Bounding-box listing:
--- start ---

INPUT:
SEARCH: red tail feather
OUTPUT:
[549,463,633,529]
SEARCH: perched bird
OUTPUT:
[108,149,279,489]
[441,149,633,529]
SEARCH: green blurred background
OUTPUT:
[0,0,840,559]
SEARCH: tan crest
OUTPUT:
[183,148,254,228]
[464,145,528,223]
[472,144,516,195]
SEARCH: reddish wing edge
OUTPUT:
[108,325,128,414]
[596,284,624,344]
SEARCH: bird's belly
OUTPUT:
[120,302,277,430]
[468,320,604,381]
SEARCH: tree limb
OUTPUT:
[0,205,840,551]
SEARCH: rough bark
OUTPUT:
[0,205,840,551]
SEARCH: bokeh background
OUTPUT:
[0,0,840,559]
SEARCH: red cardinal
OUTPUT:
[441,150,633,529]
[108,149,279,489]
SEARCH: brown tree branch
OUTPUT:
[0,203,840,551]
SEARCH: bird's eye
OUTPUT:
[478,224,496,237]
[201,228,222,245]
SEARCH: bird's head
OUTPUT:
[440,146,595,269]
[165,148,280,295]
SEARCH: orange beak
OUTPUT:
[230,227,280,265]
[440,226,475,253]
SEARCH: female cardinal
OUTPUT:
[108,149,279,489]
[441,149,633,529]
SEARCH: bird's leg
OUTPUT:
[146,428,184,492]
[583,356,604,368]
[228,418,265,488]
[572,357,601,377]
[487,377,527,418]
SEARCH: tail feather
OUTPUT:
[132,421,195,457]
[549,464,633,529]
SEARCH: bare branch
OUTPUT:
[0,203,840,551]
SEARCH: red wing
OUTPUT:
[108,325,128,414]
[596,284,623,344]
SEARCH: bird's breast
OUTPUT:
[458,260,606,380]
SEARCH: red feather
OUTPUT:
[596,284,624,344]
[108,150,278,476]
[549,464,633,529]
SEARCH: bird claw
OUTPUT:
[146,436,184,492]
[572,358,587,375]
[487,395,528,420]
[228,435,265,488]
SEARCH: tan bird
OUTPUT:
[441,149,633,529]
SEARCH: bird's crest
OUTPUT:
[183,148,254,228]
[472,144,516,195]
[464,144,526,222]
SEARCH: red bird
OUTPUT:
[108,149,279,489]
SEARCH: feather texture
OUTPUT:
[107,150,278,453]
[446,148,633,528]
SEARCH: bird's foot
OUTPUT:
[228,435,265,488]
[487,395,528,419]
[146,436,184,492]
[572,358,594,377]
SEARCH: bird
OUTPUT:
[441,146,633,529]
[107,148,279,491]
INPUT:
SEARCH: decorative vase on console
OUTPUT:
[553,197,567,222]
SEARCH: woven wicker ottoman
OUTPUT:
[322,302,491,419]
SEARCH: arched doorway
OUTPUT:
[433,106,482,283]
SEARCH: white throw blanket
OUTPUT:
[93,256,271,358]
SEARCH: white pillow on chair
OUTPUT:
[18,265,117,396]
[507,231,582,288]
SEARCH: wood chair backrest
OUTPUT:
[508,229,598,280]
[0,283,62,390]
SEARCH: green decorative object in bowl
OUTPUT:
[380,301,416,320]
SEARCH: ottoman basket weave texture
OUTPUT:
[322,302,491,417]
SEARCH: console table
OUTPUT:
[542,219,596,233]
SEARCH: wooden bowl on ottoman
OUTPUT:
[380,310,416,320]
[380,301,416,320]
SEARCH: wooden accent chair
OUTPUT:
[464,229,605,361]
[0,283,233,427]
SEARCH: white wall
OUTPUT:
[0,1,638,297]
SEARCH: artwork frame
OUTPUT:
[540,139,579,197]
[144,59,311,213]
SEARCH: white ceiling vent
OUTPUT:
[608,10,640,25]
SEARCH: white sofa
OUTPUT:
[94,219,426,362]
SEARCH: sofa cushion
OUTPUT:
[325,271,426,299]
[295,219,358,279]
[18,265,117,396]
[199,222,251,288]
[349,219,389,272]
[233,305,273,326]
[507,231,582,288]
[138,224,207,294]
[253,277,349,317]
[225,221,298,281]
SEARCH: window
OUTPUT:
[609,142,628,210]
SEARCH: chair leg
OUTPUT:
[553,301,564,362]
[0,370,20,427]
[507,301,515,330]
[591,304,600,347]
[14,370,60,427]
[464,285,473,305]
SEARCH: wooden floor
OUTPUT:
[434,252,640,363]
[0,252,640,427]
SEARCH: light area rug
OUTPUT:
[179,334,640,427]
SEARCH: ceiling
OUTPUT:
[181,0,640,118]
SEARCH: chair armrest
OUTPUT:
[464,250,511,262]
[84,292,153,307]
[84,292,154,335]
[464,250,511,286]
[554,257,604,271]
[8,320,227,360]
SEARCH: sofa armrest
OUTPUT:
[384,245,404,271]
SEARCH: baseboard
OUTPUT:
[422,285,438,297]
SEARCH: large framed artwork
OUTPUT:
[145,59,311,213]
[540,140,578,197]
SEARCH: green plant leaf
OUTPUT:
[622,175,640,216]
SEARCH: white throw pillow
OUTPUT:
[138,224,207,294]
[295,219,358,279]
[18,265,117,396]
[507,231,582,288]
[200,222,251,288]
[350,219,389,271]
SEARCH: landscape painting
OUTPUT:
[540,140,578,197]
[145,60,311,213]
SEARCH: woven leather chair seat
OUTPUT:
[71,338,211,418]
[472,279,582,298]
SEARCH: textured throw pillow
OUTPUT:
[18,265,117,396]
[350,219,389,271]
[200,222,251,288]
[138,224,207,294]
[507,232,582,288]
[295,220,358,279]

--- end ---

From the listing, extract the lines running from the one containing "SEARCH: wood chair backrest" through the one containing "[0,1,638,297]", both included, and reproduce each without any change.

SEARCH: wood chair backrest
OUTPUT:
[508,229,598,280]
[0,283,62,390]
SEARCH: green decorative object in bowl
OUTPUT:
[380,301,416,320]
SEARCH: ottoman basket weave texture
OUTPUT:
[322,302,491,417]
SEARCH: console table
OUTPUT:
[542,219,596,233]
SEARCH: wooden bowl on ottoman
OUTPUT:
[380,310,416,320]
[380,301,416,320]
SEARCH: wooden accent chair
OUTPUT:
[464,229,605,361]
[0,283,233,427]
SEARCH: white wall
OUTPUT:
[0,1,638,297]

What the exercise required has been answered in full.